Retype the whole listing below, character for character.

**Rows**
▬▬▬▬▬▬▬▬▬▬

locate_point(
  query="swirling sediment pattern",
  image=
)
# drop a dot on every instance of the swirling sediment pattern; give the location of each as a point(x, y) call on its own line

▬▬▬▬▬▬▬▬▬▬

**Task output**
locate_point(
  query="swirling sediment pattern",
  image=
)
# drop a dot on every instance of the swirling sediment pattern; give the location of each as a point(x, y) call on its own line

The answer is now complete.